■ Written problem 1 ■
List every calendar date mentioned in the article on Jamie Peters's disappearance.
■ Written problem 2 ■
From the article on Jamie Peters's disappearance, reproduce the passage starting at "Channel 10 story" and ending at "not been found.".

■ Excerpted passage ■
>> Start

Nearly 31 years ago, Jamie Peters walked into his mother’s home in La Mesa and dropped off his house keys. It was a brief nighttime visit. He paused long enough to look around the familiar living room with a wistful gaze.
He picked up and hugged his eight-year-old sister and congratulated his younger brother on his new car. Ten days earlier, Peters had surprised everyone by moving into an El Cajon apartment. Nevertheless, a confused Cheryl Peters wondered why he was surrendering the keys. “You’re going to need those. I might not be home when you come over,” she said.
“No, Mom, it’s okay. You’ll be safer this way,” he said. She walked him to his car and Peters hugged her and said, “Mom, you just need to be safe. I love you.” Standing next to his 1970 VW Bug, he took a full and final look at the house before driving off. Bewildered, Cheryl Peters stood by the dimly lit street and watched the car disappear into the night.
Channel 10 story on Jamie Peters
Sept. 3, 2006
That was the last time—September 2, 1988—she saw her 19-year-old son. She reported him missing a week later. Cheryl Peters has played that night in her mind dozens of times over the years; convinced that her son, whose life was teetering on an abyss of despair, was longing for home at that moment. Peters, an easygoing but troubled teen, traveled in the unforgiving world of meth dealers and addicts. He is a presumed homicide victim of the drug trade and his body has not been found.
“He would’ve been 50 on April 20. At first, when you asked me what I wanted from this, I said I don’t care who did it. It wasn’t about punishing them. I wanted my son back. That’s not how I feel now, because it’s been so many years that I want the whole package wrapped up. I want whoever’s responsible. If they’re dead, good. But I want to know who, what, why, where is he? What did you do with the body? How did he die? I want to know everything,” said Cheryl Peters.
Now 39, Peters’ sister Kamaryn remains traumatized by her brother’s death; still, she graduated from UCSD with a psychology degree. In a paper titled “Kamaryn’s Feelings” written when she was in sixth grade, she wrote, “It’s so hard to concentrate on my school work when all I think about is him. I feel like his disappearance tore our family apart. I hope that if anybody does know anything about my brother, they will come forward and tell the truth, not a lie.”
Though only twelve, she expressed fear for her safety. “It’s so hard to go through the day wondering if anybody’s out there who knows who I am and if they’re going to do something to me.” It is a fear that others tied to the case also had.

>> End

■ Extracted records ■

>> Start

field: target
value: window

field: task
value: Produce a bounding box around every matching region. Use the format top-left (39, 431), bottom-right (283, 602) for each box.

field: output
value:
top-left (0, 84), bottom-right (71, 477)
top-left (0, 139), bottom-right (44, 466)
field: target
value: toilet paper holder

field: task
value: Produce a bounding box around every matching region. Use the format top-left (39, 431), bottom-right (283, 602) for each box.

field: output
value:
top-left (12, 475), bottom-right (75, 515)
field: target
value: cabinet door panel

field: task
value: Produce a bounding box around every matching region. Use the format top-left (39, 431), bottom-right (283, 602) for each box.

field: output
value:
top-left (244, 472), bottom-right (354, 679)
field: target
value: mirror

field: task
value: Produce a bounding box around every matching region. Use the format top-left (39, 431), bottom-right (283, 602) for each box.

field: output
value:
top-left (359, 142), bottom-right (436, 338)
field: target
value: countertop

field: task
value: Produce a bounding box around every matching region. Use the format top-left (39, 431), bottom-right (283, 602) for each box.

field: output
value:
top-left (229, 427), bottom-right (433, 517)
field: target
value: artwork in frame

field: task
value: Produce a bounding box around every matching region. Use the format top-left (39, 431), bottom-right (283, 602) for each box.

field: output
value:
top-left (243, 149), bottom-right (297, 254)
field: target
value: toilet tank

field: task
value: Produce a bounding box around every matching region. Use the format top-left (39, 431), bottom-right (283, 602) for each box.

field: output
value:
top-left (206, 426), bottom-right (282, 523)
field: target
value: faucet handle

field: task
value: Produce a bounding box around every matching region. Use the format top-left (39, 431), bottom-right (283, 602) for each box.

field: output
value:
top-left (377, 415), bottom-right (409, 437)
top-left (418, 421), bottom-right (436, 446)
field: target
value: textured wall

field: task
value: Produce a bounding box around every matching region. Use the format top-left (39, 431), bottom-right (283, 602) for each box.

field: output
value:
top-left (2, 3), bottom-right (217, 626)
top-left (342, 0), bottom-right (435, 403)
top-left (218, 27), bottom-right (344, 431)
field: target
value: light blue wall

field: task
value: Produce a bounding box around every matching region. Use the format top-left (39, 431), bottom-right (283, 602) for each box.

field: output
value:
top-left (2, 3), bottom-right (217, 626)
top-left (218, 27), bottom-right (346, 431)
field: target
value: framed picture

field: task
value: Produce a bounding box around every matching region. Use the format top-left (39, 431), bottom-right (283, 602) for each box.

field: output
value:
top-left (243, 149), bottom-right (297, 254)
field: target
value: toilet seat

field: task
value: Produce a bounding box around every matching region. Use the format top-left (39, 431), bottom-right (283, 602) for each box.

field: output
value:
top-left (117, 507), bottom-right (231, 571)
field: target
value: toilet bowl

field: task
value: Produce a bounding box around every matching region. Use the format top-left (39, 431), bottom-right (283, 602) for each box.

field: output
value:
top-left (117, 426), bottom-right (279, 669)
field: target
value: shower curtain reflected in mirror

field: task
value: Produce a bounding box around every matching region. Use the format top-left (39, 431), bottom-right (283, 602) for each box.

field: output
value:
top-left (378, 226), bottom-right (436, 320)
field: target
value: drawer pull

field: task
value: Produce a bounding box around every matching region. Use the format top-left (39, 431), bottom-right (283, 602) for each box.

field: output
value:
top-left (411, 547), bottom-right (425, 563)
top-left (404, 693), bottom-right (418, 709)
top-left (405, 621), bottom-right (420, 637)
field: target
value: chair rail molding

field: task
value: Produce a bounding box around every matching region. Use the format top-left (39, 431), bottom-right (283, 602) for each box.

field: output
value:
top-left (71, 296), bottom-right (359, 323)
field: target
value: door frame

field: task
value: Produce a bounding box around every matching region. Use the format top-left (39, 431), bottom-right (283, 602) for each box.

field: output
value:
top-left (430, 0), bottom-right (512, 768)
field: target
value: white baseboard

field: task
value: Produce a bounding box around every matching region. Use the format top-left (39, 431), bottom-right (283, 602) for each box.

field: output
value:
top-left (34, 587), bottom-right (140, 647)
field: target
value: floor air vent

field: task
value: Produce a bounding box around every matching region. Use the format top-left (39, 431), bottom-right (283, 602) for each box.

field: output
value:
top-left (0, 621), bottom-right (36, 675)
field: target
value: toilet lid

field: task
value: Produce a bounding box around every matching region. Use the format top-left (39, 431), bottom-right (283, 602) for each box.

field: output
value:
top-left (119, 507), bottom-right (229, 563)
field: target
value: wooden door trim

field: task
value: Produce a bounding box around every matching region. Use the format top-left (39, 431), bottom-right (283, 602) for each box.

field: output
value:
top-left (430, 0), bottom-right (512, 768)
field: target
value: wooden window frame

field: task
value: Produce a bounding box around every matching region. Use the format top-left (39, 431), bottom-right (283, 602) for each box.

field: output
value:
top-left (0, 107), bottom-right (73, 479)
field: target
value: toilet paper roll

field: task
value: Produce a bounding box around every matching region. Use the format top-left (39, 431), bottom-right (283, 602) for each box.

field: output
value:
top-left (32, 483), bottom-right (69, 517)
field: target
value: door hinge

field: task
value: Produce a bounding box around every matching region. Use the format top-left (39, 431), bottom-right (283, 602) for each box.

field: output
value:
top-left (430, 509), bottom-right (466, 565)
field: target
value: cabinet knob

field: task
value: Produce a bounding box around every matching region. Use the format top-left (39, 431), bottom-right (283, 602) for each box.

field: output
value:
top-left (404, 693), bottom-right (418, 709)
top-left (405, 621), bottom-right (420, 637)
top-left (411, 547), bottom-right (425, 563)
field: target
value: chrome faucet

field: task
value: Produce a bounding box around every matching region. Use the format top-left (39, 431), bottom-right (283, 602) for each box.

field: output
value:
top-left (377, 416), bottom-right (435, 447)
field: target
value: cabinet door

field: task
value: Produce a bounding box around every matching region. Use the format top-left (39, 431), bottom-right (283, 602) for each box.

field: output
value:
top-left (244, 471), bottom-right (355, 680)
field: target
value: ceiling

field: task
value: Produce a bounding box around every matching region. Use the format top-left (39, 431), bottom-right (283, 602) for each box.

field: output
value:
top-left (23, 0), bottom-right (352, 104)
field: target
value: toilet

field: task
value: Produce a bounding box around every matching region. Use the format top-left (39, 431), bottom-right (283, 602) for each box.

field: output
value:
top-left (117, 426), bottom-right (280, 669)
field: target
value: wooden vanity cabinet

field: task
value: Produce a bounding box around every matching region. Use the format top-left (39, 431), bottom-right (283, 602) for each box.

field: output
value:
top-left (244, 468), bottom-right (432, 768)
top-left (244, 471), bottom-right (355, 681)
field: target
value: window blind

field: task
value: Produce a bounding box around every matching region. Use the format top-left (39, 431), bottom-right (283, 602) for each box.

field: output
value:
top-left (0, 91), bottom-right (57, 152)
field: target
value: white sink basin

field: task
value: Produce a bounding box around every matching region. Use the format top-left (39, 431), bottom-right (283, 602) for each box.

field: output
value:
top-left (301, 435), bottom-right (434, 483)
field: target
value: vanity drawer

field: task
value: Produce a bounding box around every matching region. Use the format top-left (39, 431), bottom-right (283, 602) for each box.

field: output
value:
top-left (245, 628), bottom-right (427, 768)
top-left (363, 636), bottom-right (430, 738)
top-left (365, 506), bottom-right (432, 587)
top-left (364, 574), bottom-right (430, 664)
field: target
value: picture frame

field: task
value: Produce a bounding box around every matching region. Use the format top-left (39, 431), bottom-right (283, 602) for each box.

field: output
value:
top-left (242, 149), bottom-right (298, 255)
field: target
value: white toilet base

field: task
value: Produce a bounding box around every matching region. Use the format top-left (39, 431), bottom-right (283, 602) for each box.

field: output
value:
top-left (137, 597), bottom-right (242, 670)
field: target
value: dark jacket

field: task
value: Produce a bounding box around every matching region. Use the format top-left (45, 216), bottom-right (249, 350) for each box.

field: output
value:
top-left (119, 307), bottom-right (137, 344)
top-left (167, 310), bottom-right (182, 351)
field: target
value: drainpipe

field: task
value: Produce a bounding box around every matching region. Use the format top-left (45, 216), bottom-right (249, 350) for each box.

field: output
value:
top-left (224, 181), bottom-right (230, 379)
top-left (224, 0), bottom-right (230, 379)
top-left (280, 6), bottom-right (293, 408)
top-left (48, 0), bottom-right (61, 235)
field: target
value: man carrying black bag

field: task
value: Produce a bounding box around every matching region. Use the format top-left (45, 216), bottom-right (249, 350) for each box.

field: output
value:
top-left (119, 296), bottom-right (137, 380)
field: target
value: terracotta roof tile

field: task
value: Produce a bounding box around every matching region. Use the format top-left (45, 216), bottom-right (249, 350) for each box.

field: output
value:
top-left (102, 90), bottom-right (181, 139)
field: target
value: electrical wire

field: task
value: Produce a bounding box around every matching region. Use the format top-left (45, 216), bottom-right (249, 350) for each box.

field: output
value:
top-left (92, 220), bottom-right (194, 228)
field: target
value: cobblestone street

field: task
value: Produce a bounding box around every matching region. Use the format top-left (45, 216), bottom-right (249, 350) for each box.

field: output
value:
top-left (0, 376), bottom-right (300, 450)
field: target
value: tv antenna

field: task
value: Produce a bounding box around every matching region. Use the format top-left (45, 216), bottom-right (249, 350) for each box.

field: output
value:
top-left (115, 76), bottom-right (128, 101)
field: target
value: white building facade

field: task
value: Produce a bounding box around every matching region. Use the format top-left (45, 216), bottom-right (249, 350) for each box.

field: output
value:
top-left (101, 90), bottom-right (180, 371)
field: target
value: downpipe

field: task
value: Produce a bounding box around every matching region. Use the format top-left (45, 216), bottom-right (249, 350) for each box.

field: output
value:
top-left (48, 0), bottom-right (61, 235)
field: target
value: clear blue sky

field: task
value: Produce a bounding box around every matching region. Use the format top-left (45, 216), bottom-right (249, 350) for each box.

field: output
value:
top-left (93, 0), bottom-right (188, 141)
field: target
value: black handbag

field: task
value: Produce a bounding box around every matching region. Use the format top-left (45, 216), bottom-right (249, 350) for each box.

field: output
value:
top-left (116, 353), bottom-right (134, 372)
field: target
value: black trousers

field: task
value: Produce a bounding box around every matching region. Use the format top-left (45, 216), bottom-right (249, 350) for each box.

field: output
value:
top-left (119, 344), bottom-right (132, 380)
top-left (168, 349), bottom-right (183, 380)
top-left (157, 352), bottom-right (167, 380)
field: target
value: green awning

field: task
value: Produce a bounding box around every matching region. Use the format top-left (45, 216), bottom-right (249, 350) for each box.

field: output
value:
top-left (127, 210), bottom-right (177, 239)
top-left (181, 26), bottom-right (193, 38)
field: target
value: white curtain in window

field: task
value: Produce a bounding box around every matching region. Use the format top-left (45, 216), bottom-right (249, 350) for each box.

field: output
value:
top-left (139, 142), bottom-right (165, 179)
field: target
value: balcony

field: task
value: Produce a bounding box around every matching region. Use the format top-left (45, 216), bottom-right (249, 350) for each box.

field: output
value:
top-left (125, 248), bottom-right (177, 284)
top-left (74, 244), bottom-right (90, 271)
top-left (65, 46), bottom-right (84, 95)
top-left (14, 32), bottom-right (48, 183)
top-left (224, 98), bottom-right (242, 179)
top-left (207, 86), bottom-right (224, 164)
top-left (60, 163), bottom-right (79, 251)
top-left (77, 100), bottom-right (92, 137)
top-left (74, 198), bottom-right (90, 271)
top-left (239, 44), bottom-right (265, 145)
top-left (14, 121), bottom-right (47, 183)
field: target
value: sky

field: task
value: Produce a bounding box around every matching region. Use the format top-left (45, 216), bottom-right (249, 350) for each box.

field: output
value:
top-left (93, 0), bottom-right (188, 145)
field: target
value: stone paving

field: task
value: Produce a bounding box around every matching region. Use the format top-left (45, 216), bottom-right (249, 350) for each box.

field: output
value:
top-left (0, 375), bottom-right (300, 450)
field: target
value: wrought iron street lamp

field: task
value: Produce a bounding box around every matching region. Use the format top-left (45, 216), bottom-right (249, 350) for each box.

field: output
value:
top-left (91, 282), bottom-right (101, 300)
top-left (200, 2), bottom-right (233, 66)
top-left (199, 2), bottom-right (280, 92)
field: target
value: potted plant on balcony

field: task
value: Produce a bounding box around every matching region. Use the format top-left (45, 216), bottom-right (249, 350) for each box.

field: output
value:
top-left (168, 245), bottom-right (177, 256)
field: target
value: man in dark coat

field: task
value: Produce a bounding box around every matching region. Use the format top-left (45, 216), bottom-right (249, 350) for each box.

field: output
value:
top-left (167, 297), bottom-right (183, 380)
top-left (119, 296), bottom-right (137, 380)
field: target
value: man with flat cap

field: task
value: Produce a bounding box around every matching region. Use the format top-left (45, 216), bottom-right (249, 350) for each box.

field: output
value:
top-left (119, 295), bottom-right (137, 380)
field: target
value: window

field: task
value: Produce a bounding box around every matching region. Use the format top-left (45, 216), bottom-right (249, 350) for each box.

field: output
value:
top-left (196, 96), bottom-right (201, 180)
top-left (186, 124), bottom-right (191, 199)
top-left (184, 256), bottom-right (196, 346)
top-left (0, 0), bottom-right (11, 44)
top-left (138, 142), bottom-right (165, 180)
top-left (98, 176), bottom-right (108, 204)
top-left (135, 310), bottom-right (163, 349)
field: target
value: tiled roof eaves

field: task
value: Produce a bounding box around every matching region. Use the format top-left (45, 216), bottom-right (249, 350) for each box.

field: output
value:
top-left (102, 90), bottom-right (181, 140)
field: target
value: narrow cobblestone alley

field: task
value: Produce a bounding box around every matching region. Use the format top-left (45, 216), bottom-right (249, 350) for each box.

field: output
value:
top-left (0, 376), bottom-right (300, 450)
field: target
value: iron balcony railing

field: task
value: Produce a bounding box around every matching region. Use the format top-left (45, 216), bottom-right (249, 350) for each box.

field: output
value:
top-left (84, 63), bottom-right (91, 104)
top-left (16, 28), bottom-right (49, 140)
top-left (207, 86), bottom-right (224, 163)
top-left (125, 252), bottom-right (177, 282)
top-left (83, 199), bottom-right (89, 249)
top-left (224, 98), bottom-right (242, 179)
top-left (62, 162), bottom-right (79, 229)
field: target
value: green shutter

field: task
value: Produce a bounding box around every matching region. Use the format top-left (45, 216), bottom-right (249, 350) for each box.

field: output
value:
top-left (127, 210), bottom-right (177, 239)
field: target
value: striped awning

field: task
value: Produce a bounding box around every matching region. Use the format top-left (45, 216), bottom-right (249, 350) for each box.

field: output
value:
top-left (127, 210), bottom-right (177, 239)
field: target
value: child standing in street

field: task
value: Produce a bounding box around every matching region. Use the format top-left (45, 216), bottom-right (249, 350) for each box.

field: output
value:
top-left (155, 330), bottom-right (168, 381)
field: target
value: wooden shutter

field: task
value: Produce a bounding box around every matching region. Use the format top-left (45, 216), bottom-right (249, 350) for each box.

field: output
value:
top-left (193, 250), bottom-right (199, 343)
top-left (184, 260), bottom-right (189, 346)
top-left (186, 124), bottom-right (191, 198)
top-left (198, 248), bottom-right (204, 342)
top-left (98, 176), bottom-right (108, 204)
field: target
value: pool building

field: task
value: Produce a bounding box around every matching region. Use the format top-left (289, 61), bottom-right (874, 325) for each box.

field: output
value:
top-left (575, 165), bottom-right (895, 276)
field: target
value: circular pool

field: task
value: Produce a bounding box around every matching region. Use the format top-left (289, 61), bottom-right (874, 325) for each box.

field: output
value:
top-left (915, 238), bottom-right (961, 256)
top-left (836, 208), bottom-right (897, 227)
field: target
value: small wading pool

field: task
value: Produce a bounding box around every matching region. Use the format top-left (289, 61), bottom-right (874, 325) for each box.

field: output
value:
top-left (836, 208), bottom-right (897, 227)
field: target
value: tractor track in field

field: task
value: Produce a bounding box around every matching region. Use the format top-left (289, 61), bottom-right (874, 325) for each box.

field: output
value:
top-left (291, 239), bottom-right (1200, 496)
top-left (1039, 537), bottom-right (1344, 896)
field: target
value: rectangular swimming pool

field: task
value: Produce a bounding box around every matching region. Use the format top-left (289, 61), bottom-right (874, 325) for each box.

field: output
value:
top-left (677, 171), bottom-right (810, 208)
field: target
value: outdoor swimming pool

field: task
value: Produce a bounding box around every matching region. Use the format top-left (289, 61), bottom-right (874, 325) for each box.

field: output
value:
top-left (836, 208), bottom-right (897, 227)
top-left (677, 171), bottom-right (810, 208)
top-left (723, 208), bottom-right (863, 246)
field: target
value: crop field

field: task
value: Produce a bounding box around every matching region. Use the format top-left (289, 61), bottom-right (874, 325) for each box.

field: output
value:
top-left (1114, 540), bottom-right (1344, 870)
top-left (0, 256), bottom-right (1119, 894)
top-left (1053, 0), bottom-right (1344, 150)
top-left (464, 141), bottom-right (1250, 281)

>> End

■ Complete response 1 ■
- September 2, 1988
- Sept. 3, 2006
- April 20

■ Complete response 2 ■
Channel 10 story on Jamie Peters
Sept. 3, 2006
That was the last time—September 2, 1988—she saw her 19-year-old son. She reported him missing a week later. Cheryl Peters has played that night in her mind dozens of times over the years; convinced that her son, whose life was teetering on an abyss of despair, was longing for home at that moment. Peters, an easygoing but troubled teen, traveled in the unforgiving world of meth dealers and addicts. He is a presumed homicide victim of the drug trade and his body has not been found.